185

I found, that there is related question, about how to find if at least one item exists in a list:
How to check if one of the following items is in a list?

But what is the best and pythonic way to find whether all items exists in a list?

Searching through the docs I found this solution:

>>> l = ['a', 'b', 'c']
>>> set(['a', 'b']) <= set(l)
True
>>> set(['a', 'x']) <= set(l)
False

Other solution would be this:

>>> l = ['a', 'b', 'c']
>>> all(x in l for x in ['a', 'b'])
True
>>> all(x in l for x in ['a', 'x'])
False

But here you must do more typing.

Is there any other solutions?

3

8 Answers 8

297

Operators like <= in Python are generally not overriden to mean something significantly different than "less than or equal to". It's unusual for the standard library does this--it smells like legacy API to me.

Use the equivalent and more clearly-named method, set.issubset. Note that you don't need to convert the argument to a set; it'll do that for you if needed.

set(['a', 'b']).issubset(['a', 'b', 'c'])
6
  • 5
    didn't know you could pass the list directly as an argument to issubset ... nice !
    – tsimbalar
    Oct 14, 2010 at 9:10
  • 4
    While I agree with the sentiment, I'm pretty OK with the idea of <= and issubset meaning the same thing. Why do you dislike it? Oct 14, 2010 at 13:25
  • 8
    @Just: Primarily, because it's not obvious what <= means for a set without either looking it up in the docs or having a prior knowledge of what it means in set theory, whereas everyone knows what issubset means automatically. Oct 14, 2010 at 21:04
  • 6
    You know the mathematical operator for (non-proper) subset? it basically looks pretty much like a rounded <= ;)

::::

WRITTEN TASK A:
List each distinct approach that the thread on checking whether all items exist in a Python list offers for doing that check.
WRITTEN TASK B:
According to the thread on checking whether all items exist in a Python list, must the argument passed to set.issubset be converted to a set first?
WRITTEN TASK C:
Continue the thread on checking whether all items exist in a Python list.

::::

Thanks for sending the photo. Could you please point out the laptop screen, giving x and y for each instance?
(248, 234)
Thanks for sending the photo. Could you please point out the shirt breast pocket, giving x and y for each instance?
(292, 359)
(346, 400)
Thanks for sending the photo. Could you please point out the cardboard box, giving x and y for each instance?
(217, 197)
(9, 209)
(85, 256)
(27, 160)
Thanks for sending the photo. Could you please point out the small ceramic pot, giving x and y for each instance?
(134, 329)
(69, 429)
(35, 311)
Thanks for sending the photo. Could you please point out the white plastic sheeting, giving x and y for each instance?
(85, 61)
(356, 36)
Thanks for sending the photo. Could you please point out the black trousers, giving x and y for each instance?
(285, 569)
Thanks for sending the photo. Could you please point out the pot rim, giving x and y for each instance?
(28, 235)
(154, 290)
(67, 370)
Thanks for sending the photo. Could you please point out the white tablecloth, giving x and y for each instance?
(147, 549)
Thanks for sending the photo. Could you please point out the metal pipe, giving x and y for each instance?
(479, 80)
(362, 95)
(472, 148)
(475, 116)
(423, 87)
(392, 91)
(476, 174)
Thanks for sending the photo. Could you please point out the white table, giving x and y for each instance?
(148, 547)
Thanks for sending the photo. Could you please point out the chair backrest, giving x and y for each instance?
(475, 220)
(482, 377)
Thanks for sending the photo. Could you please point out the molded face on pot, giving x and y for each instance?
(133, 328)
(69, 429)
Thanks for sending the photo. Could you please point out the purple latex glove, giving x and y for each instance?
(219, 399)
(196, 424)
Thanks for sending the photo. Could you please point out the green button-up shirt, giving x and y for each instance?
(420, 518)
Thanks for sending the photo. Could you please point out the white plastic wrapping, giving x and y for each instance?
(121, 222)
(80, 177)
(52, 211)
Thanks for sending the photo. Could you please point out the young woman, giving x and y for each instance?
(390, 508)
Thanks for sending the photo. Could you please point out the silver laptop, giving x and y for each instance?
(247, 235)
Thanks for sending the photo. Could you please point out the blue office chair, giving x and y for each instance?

::::

EXERCISE OUTPUT A:
- Comparing sets with the <= operator, as in set(['a', 'b']) <= set(l)
- Using all() with a generator expression, as in all(x in l for x in ['a', 'b'])
- Calling the set.issubset method, as in set(['a', 'b']).issubset(['a', 'b', 'c'])

EXERCISE OUTPUT B:
No. The method converts the argument to a set itself if needed.

EXERCISE OUTPUT C:
    – dom0
    Aug 14, 2013 at 22:48
  • love this solution. is there a way to get an index location or a list value instead of a bool (True:False)?
    – Vlad Gulin
    Nov 16, 2018 at 23:05
73

I would probably use set in the following manner :

set(l).issuperset(set(['a','b'])) 

or the other way round :

set(['a','b']).issubset(set(l)) 

I find it a bit more readable, but it may be over-kill. Sets are particularly useful to compute union/intersection/differences between collections, but it may not be the best option in this situation ...

6
  • Actually, MySet.issubset(MyOtherSet) and MySet <= MyOtherSet are the same.
    – Wok
    Oct 14, 2010 at 9:03
  • 1
    @wok : oh I didn't know that, but I think the <= syntax is a bit confusing as a similar syntax can be used with lists, but with a very different meaning.
    – tsimbalar
    Oct 14, 2010 at 9:07
  • 3
    it's not really that confusing if you recall the inclusion defines a partial order on any set of sets. It's actually slightly confusing that <= has the meaning it does for sequences: one might expect it to mean 'is a subsequence` of rather than lexicographical ordering. Oct 14, 2010 at 9:12
  • 2
    @aaronasterling : mmm, I personnally don't think too much about "partial order" when I type code :-), but I agree on the fact that using <= with sequences also feels strange, somehow ...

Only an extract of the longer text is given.